━━━━━ Extrait

En étudiant la langue des auteurs, on n'obtient qu'une idéé très imparfaite du latin parlé, malgré les incorrections grammaticales, phonétiques et morphologiques. Grégoire le Grand, Grégoire de Tours, font mille infractions aux règles classiques, mais ils gardent la tendance de faire de la littérature. Saint Fortunat, Fulgence de Ruspe ne sont guère des auteurs populaires. Par Saint Avit, de familie sénatoriale comme tant d'autres, on n'apprend rien non plus de la langue du peuple. Quant aux Sermons de Saint Augustin, quoiqu' ils contiennent bien des tournures familières, Mgr. J. Schrijnen juge la langue: Il (Augustin) parlait comme le peuple, mais le peuple eût eu de la peine à parler comme lui, non comme il le faisait dans la vie quotidienne, mais dans les sermons (Charakt. des Altchr. Lat., 36).
On ne pourrait pas non plus se fier au livre de Medicamentis de Marcellus Empiricus, ni à la Mulomedicina Chironis, ni encore à la Peregrinatio Aetheriae, pour voir le vrai visage du sermo cotidianus. Ceux qui écrivent s'observent. On ne constate que les connaissances grammaticales plus ou moins solides de l'auteur, les confusions dans l'emploi des voyelles, les altérations dans le système consonantique, la perte de la quantité et la naissance de l'accent d'intensité - assimilations, dissimilations, métathèses, recompositions, apocopes, syncopes, aphérèses, épenthèses, prosthèses....

━━━━━━━━━━

* [Consigne]
Reproduisez en entier l'extrait sur le latin parlé, sans y changer un seul mot.

━━━━━ Données fournies

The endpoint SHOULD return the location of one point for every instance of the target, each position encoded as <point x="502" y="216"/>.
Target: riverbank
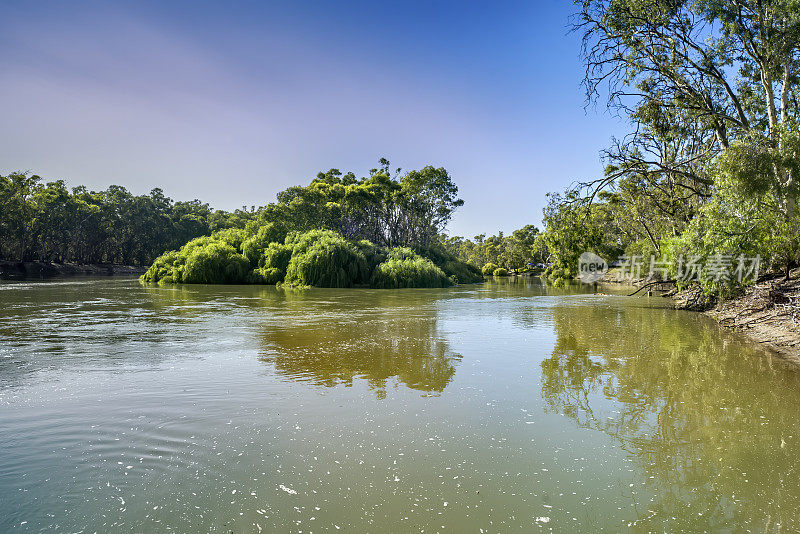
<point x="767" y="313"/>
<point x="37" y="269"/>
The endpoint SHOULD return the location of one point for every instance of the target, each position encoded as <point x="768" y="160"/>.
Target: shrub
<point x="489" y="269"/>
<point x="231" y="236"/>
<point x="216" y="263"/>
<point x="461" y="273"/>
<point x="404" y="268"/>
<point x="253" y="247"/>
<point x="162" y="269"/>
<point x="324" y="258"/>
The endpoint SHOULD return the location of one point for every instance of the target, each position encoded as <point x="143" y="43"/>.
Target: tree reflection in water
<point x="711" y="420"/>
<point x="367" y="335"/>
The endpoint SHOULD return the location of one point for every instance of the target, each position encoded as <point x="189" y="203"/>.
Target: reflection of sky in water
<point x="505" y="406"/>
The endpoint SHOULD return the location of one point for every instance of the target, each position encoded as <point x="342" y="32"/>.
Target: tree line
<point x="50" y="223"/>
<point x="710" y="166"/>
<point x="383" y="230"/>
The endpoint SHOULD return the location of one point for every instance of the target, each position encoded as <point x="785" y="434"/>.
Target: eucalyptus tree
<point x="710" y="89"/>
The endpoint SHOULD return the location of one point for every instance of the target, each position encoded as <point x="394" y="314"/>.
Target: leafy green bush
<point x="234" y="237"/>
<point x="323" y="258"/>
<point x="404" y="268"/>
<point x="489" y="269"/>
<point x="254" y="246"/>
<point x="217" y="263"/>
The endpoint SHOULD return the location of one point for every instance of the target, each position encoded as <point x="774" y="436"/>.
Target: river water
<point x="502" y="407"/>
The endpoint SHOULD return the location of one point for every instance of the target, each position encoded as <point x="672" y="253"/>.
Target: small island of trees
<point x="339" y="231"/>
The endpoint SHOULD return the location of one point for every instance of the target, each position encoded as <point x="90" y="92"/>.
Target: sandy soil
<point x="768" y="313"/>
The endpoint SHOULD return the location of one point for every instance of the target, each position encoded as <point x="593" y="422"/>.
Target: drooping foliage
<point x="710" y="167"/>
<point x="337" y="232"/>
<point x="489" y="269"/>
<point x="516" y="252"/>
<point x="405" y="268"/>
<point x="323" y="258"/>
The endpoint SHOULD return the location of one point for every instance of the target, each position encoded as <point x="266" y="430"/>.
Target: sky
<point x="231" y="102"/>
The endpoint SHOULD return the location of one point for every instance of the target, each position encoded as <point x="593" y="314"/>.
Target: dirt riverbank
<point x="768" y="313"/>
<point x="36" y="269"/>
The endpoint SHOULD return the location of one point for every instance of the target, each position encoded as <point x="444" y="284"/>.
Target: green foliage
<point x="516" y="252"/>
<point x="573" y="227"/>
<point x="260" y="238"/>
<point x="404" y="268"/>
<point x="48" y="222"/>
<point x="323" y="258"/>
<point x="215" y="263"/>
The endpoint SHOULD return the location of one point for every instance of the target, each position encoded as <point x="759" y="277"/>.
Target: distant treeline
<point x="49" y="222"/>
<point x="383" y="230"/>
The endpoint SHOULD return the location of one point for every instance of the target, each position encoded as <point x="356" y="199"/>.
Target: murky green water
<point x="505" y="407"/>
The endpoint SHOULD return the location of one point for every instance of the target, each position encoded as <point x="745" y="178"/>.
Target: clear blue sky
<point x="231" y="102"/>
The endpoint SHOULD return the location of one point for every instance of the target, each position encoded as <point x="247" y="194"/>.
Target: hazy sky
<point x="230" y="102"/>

━━━━━━━━━━

* [Réponse]
En étudiant la langue des auteurs, on n'obtient qu'une idéé très imparfaite du latin parlé, malgré les incorrections grammaticales, phonétiques et morphologiques. Grégoire le Grand, Grégoire de Tours, font mille infractions aux règles classiques, mais ils gardent la tendance de faire de la littérature. Saint Fortunat, Fulgence de Ruspe ne sont guère des auteurs populaires. Par Saint Avit, de familie sénatoriale comme tant d'autres, on n'apprend rien non plus de la langue du peuple. Quant aux Sermons de Saint Augustin, quoiqu' ils contiennent bien des tournures familières, Mgr. J. Schrijnen juge la langue: Il (Augustin) parlait comme le peuple, mais le peuple eût eu de la peine à parler comme lui, non comme il le faisait dans la vie quotidienne, mais dans les sermons (Charakt. des Altchr. Lat., 36).
On ne pourrait pas non plus se fier au livre de Medicamentis de Marcellus Empiricus, ni à la Mulomedicina Chironis, ni encore à la Peregrinatio Aetheriae, pour voir le vrai visage du sermo cotidianus. Ceux qui écrivent s'observent. On ne constate que les connaissances grammaticales plus ou moins solides de l'auteur, les confusions dans l'emploi des voyelles, les altérations dans le système consonantique, la perte de la quantité et la naissance de l'accent d'intensité - assimilations, dissimilations, métathèses, recompositions, apocopes, syncopes, aphérèses, épenthèses, prosthèses....